What to produce:
Your task is to reproduce exactly the lines from the line with "Pick out the green grass in" through the end of the records below.

Point annotation records:
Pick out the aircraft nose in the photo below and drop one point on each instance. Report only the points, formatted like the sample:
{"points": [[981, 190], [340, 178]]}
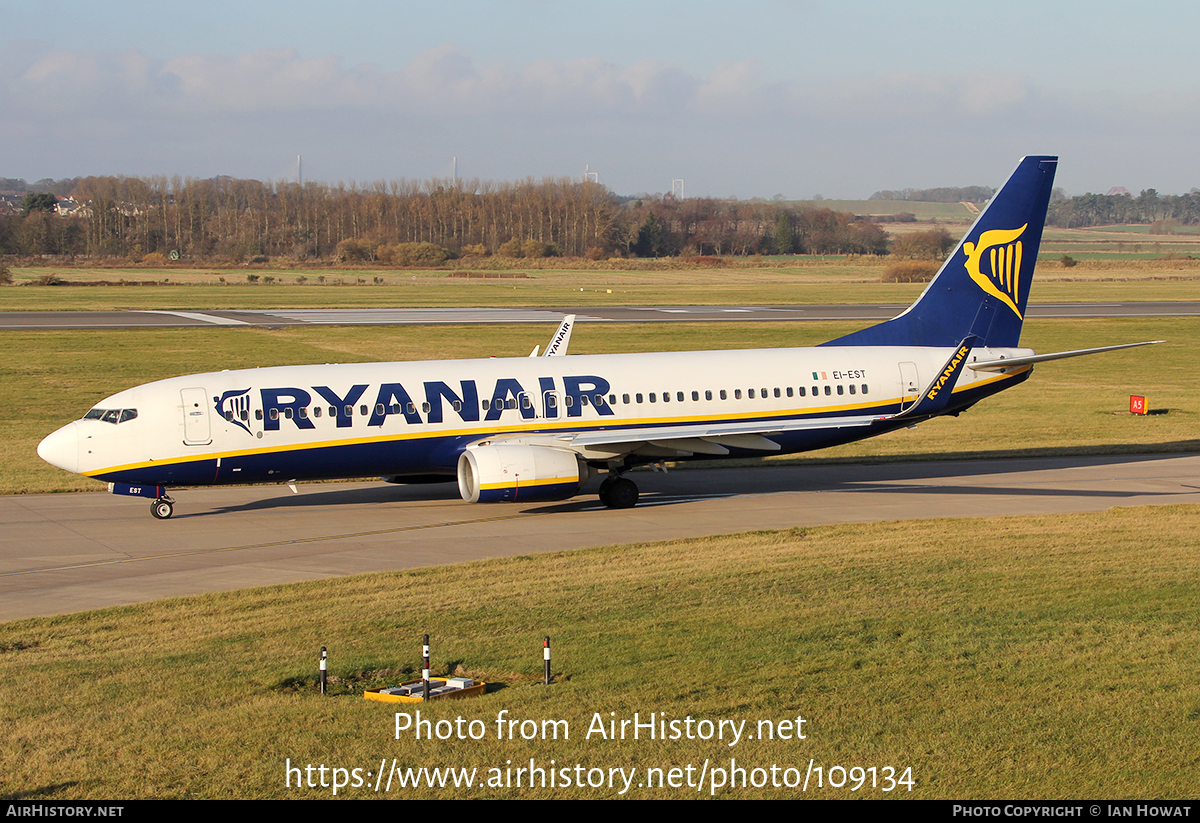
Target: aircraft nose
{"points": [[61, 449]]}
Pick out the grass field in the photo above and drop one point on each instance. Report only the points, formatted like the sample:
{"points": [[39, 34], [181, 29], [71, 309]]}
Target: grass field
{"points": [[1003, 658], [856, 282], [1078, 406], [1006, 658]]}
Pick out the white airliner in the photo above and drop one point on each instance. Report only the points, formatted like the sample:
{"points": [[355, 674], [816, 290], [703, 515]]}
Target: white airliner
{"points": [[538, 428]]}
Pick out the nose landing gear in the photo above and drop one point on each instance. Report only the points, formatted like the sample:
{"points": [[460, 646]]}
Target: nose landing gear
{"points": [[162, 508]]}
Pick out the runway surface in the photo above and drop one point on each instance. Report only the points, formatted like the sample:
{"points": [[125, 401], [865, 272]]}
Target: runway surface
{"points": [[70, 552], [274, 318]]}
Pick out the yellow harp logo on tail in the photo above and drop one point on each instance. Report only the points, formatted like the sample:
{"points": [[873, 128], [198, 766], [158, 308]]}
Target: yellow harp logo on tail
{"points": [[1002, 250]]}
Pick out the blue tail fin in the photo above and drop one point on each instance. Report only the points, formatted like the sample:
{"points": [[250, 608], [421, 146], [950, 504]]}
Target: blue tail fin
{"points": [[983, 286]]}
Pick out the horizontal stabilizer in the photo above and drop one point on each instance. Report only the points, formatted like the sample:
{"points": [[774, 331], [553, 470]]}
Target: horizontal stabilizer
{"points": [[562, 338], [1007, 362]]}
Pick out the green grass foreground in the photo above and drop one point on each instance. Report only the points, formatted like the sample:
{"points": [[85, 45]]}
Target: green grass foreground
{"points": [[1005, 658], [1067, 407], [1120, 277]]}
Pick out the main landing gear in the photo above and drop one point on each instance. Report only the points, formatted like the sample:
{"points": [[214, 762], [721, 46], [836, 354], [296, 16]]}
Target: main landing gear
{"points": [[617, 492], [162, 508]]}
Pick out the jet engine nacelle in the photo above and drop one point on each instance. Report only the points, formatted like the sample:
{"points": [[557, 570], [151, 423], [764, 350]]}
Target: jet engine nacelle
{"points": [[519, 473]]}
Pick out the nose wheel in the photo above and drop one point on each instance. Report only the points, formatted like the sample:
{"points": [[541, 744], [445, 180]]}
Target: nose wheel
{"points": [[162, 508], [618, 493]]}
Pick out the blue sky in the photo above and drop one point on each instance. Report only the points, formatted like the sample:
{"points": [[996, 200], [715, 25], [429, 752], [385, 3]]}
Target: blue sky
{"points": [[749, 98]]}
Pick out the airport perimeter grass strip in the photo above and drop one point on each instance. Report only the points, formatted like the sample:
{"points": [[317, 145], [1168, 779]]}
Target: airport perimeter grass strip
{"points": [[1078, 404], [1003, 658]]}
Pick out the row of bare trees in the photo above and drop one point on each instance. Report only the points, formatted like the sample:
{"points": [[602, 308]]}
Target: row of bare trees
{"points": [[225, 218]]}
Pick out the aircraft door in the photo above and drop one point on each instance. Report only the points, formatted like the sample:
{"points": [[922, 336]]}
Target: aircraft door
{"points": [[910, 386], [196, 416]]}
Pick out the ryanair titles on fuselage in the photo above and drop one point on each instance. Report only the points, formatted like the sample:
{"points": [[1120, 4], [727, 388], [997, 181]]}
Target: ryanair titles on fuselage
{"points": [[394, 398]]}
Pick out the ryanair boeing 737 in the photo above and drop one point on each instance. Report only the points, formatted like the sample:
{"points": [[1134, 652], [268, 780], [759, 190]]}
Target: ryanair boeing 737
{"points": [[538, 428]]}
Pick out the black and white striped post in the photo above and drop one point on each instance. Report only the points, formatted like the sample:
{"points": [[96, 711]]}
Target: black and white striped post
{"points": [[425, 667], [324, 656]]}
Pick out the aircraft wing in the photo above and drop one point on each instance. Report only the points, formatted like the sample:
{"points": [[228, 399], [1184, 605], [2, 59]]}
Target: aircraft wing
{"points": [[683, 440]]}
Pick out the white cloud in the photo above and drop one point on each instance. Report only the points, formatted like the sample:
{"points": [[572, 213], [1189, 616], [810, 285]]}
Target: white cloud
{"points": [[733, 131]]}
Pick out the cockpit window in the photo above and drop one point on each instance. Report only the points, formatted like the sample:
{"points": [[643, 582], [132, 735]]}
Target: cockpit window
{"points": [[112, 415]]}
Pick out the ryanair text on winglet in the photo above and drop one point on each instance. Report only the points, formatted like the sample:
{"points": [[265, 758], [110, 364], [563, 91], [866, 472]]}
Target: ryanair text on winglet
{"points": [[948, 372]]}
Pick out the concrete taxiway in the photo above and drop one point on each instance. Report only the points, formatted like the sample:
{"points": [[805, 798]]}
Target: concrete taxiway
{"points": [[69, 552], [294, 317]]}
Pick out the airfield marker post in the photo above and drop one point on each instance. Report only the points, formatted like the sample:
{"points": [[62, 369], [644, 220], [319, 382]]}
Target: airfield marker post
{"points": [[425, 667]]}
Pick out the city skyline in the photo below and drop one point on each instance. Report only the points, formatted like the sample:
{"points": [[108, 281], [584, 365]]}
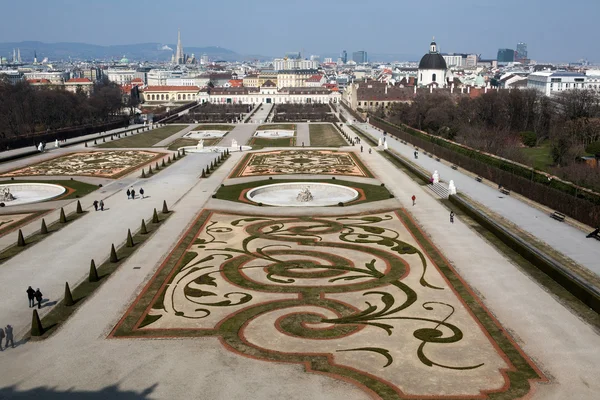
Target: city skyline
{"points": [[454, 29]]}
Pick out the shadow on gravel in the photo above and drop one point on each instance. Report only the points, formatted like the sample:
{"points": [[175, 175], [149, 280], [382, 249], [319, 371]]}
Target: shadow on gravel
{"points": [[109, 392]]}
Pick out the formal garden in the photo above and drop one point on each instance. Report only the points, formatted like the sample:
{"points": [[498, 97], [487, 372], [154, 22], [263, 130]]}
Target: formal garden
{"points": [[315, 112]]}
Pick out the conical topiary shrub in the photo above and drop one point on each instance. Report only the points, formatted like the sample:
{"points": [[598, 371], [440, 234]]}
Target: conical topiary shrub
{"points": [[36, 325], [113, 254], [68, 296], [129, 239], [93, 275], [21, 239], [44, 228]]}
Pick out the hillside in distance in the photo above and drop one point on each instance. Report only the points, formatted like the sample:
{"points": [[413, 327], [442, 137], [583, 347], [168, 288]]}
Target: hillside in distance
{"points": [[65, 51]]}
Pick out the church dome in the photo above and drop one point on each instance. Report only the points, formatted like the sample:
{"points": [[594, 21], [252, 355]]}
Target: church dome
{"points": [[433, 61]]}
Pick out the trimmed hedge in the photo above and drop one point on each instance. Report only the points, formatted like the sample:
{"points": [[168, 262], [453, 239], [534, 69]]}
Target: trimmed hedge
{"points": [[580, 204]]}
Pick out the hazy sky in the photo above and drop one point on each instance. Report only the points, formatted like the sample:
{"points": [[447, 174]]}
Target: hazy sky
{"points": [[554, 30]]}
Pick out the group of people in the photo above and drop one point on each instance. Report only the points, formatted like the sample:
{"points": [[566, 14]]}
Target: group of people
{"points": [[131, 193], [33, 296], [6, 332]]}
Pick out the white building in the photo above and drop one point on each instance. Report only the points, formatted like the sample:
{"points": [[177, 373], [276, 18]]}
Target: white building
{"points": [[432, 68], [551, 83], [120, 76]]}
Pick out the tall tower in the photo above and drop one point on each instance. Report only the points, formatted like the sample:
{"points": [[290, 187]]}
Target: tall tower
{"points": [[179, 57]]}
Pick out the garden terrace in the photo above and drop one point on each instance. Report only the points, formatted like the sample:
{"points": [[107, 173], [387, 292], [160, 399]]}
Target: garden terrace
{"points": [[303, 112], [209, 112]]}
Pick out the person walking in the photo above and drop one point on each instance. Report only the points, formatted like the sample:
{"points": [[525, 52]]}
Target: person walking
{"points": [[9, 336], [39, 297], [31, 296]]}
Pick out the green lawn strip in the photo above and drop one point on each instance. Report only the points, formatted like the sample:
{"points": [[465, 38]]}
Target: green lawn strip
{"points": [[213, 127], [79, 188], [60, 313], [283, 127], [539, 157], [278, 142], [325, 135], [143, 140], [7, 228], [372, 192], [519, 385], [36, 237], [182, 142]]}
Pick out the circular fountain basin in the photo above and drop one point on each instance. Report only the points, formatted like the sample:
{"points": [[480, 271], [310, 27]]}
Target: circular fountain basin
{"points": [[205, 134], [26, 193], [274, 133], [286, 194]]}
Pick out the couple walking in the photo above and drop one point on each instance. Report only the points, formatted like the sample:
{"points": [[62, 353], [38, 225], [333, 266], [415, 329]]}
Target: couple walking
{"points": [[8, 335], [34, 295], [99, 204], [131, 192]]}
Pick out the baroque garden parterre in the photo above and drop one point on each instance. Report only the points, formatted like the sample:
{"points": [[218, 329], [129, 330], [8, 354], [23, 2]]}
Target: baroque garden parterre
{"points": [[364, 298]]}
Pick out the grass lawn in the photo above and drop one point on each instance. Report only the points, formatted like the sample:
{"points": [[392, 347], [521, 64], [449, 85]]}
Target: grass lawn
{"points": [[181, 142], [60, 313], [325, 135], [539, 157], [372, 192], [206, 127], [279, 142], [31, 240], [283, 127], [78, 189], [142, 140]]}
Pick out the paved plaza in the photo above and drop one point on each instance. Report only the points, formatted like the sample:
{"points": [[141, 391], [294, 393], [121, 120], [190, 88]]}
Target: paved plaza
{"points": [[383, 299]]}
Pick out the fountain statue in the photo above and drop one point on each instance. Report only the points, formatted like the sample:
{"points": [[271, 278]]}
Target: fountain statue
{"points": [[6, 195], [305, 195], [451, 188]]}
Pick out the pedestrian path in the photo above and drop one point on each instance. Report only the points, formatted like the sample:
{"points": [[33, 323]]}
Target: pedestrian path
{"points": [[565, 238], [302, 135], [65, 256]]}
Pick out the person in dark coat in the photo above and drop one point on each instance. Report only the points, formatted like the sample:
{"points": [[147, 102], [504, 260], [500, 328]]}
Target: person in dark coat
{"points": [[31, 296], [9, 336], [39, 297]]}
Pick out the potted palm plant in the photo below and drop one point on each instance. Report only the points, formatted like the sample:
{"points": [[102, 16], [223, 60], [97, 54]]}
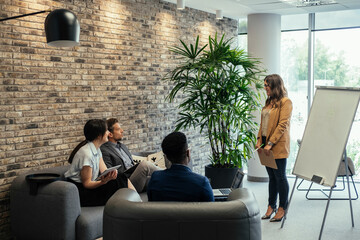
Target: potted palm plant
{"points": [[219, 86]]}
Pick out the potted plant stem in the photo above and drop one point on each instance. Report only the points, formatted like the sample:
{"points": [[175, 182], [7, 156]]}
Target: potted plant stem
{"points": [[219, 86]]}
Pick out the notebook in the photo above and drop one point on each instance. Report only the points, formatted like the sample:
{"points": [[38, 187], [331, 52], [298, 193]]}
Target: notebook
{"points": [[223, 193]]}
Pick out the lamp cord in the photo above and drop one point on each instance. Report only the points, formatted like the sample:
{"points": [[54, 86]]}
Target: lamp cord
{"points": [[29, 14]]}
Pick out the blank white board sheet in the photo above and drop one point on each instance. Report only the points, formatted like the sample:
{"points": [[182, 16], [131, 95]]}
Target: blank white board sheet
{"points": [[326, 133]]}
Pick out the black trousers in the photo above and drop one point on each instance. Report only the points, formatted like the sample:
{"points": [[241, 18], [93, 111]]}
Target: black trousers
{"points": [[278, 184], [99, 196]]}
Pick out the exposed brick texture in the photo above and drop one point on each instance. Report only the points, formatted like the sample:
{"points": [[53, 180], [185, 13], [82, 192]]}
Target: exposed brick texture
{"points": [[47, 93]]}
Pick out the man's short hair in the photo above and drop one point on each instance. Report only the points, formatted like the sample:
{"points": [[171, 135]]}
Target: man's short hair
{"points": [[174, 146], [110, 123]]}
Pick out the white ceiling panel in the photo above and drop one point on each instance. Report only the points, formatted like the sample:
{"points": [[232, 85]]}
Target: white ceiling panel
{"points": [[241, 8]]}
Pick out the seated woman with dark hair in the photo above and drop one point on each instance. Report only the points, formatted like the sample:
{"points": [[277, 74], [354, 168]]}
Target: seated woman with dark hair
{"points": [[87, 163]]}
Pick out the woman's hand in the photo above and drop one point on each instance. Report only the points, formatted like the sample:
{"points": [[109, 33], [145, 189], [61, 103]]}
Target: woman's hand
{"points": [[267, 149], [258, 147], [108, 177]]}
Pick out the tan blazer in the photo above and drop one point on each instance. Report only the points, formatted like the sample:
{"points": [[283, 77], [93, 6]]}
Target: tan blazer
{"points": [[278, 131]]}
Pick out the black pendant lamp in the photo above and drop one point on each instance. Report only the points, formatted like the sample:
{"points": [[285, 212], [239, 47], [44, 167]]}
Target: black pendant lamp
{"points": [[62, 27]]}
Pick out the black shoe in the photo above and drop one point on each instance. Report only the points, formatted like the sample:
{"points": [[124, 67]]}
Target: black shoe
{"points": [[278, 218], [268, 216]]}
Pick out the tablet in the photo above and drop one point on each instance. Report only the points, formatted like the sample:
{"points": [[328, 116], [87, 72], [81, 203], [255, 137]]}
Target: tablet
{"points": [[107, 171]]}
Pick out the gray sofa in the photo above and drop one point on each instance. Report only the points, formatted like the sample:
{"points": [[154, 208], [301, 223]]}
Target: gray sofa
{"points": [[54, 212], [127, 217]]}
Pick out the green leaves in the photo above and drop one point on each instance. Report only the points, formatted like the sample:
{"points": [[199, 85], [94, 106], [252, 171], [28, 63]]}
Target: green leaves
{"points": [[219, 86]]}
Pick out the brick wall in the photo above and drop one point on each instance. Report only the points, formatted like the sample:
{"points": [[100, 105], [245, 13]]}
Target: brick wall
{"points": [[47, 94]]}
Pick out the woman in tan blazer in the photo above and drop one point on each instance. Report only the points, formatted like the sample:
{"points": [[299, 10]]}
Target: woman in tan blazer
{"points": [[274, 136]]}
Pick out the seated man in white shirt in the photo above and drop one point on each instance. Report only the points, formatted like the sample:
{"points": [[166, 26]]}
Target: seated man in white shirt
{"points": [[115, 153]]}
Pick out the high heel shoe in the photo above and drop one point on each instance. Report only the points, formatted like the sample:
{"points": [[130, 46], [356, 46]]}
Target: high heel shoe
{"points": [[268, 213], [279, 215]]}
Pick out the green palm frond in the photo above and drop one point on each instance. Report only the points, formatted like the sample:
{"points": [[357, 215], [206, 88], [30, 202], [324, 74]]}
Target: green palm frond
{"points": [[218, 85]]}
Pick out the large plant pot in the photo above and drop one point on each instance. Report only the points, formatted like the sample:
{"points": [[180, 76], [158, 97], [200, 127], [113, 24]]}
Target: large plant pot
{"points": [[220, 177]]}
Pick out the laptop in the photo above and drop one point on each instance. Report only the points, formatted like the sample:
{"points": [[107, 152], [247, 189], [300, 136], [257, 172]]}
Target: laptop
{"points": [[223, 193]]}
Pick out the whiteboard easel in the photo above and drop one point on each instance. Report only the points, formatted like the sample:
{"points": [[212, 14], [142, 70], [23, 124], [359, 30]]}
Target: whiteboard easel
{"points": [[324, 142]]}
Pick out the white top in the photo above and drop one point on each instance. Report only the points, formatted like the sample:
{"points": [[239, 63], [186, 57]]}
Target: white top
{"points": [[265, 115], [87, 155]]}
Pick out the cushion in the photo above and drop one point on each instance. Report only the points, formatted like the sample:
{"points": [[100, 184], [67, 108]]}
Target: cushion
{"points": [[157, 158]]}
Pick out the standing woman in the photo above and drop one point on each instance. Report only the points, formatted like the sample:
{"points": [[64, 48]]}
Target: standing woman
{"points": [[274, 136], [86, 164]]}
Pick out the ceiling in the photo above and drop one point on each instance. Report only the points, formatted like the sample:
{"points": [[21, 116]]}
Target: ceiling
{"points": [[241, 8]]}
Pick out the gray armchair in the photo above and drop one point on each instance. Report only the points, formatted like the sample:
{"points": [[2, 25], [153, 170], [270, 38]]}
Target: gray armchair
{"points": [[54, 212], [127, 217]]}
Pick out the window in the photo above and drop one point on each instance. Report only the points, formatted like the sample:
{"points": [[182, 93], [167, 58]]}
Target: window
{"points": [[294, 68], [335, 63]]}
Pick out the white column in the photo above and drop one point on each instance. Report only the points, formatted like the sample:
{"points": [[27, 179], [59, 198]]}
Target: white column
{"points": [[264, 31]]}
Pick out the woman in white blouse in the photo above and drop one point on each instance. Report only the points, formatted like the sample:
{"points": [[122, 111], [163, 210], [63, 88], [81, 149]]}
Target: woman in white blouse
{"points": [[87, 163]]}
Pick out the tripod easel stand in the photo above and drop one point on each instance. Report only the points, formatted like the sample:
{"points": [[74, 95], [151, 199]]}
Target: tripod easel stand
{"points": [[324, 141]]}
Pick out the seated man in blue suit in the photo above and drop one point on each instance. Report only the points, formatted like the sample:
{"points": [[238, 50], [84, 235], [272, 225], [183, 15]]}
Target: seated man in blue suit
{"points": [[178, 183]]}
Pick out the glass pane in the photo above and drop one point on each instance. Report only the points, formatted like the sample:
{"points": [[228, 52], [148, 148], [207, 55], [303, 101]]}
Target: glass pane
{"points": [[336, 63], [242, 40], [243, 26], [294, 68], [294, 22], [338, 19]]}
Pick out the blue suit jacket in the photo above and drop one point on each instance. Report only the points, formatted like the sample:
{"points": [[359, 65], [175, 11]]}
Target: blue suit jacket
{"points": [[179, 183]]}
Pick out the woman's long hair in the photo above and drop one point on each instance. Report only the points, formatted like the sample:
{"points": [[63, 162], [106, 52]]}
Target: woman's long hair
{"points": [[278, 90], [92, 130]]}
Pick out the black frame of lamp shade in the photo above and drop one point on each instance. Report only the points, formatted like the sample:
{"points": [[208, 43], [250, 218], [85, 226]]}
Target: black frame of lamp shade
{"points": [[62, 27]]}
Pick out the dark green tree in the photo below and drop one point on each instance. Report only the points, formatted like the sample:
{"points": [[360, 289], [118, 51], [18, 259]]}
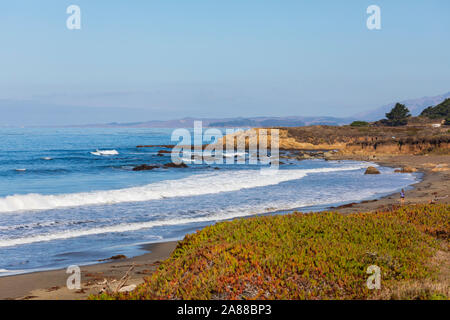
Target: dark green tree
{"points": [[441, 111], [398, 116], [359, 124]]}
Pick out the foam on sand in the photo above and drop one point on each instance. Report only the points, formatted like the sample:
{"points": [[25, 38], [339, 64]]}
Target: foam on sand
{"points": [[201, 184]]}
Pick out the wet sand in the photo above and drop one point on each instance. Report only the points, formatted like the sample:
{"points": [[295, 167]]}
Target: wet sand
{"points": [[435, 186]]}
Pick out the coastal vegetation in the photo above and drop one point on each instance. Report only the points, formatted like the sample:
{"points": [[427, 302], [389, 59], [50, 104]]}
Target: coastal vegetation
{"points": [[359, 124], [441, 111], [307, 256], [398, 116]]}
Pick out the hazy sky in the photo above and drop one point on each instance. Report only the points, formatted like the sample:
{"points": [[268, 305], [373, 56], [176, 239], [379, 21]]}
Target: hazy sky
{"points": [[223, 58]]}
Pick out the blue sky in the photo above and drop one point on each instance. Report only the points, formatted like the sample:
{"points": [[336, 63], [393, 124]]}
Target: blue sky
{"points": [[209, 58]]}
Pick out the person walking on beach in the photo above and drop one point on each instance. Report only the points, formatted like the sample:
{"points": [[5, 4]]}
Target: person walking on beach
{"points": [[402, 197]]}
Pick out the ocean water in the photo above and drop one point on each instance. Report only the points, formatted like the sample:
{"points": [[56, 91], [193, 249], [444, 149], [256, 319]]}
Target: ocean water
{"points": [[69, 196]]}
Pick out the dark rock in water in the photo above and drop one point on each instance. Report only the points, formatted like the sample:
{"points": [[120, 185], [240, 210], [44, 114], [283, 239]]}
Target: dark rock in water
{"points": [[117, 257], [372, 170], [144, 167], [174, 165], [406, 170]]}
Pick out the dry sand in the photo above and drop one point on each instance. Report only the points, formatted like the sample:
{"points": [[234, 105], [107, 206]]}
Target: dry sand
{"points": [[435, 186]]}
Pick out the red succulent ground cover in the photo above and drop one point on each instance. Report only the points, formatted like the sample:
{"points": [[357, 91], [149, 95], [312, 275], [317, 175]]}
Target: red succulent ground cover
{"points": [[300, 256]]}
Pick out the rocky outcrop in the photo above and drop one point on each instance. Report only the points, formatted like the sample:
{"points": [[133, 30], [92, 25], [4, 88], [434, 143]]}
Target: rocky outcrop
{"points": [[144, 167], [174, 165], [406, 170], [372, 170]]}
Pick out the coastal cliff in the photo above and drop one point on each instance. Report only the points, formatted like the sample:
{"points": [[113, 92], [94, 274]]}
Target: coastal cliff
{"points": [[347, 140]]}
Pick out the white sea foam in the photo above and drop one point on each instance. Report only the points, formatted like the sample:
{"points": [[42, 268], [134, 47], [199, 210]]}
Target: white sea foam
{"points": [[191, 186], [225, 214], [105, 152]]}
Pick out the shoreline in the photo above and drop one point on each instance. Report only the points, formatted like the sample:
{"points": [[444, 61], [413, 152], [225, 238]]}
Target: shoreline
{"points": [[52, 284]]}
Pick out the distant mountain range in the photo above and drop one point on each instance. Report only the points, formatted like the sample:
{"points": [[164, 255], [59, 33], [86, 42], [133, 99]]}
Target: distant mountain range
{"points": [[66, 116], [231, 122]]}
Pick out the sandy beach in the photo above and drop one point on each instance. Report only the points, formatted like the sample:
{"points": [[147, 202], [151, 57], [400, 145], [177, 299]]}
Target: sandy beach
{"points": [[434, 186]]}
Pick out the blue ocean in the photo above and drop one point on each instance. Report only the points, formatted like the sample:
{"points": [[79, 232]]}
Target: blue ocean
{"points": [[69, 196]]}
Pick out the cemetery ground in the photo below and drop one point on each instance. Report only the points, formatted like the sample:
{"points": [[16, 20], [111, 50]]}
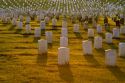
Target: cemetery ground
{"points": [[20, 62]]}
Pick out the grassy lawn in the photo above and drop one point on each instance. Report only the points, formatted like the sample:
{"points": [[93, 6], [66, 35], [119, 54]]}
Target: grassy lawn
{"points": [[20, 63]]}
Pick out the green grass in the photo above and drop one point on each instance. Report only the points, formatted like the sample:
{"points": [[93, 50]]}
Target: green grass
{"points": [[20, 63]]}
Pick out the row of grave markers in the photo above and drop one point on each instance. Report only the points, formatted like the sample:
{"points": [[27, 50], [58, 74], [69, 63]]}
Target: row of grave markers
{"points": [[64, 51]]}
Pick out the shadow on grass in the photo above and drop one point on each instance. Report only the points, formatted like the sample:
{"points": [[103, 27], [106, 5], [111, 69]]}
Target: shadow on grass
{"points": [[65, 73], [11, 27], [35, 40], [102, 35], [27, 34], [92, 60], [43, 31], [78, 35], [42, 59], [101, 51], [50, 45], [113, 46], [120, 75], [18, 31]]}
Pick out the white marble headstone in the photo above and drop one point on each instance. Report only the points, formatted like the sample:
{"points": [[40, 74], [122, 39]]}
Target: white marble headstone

The completed task:
Pick out the green grass in the photo above and drop one point on each instance. Report only the points, formatted like the sample:
{"points": [[93, 50]]}
Target: green grass
{"points": [[20, 63]]}
Pick out the row of grave markers in the photo above and drop one point on each instance. Report only the points, formatted like the sample:
{"points": [[27, 50], [58, 74], [69, 63]]}
Target: row of grave markers
{"points": [[64, 51]]}
Pick out the shadow on grass in the photo above and drop one point on each instance. Report only the points, formatted like the sample:
{"points": [[103, 27], [106, 5], [111, 69]]}
Target: shadow on grass
{"points": [[65, 73], [11, 27], [35, 40], [102, 35], [27, 34], [92, 60], [43, 31], [78, 35], [42, 59], [101, 51], [50, 45], [113, 46], [120, 75], [18, 31]]}
Pick out the white marble headstone in the photo above and drop one point on each instance. Report only the points, formatted like the sample:
{"points": [[40, 74], [122, 39]]}
Target: white marble headstone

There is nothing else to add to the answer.